EXCERPTED PASSAGE:
----
Train fares are to increase by an average of 3.4% from the New Year – the biggest jump in prices since 2013.
The increase covers regulated fares – including season tickets – and unregulated fares, such as off-peak fares.
Britain’s hard pressed commuting army was braced for the bad news as the rise in regulated fares had already been capped at July’s retail prices index inflation rate of 3.6%.
Unions described today’s confirmation as a “kick in teeth” for rail users, but industry body the Rail Delivery Group pledged to “make the best use of the money” it could.
Why do we still see prices climb every January?
The current version of the fares system lets so-called regulated fares rise by the annual rate of inflation, as measured each July by the Retail Prices Index (RPI), which then stood at 3.6%
About 45% of fares on British rail routes are regulated – season tickets, some off-peak returns, some standard returns, and commuter fares into and out of the London area.
That means rail companies cannot increase them by more than 3.6%.
However, with 55% of fares unregulated, rail firms are free to increase these fares by more.
These include all first class tickets, all advance purchase tickets, and some off-peak fares.
The rail industry, through the Rail Delivery Group, consults widely and runs the proposed increase by the Department for Transport for it to be ratified, coming into effect this time on January 2, 2018.
----
[Annotated coordinate records]
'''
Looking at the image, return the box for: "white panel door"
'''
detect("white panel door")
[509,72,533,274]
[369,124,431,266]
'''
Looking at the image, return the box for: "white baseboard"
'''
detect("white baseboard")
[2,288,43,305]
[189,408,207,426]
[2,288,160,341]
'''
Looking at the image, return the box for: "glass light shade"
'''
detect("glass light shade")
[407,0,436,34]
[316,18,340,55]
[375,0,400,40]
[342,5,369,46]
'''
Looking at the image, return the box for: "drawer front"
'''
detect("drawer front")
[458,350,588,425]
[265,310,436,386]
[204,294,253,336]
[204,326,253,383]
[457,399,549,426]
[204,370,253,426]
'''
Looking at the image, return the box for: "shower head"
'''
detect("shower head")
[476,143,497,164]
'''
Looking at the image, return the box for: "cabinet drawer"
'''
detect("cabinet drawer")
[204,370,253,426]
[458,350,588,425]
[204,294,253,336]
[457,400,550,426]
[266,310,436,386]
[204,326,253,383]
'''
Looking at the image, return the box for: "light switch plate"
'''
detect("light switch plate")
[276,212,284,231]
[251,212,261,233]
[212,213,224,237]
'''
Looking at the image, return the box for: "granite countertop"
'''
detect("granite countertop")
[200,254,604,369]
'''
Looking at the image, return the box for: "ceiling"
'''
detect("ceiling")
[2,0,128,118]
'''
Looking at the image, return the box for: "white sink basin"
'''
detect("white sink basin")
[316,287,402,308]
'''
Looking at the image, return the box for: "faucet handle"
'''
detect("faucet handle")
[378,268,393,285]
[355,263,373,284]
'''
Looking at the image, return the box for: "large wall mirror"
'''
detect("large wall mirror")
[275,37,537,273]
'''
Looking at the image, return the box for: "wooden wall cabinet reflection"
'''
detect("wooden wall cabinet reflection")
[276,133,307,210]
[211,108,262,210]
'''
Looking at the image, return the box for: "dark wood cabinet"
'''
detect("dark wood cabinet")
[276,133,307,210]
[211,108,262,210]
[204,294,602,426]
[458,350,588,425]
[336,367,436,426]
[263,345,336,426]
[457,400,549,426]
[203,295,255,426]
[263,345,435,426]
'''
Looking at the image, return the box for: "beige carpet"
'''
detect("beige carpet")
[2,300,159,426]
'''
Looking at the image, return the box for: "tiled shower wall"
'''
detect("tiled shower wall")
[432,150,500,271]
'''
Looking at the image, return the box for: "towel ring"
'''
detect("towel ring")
----
WHAT IS NEEDED:
Duplicate the rail fares passage from "The increase covers" up to and including "rate of 3.6%.".

FINISHED ANSWER:
The increase covers regulated fares – including season tickets – and unregulated fares, such as off-peak fares.
Britain’s hard pressed commuting army was braced for the bad news as the rise in regulated fares had already been capped at July’s retail prices index inflation rate of 3.6%.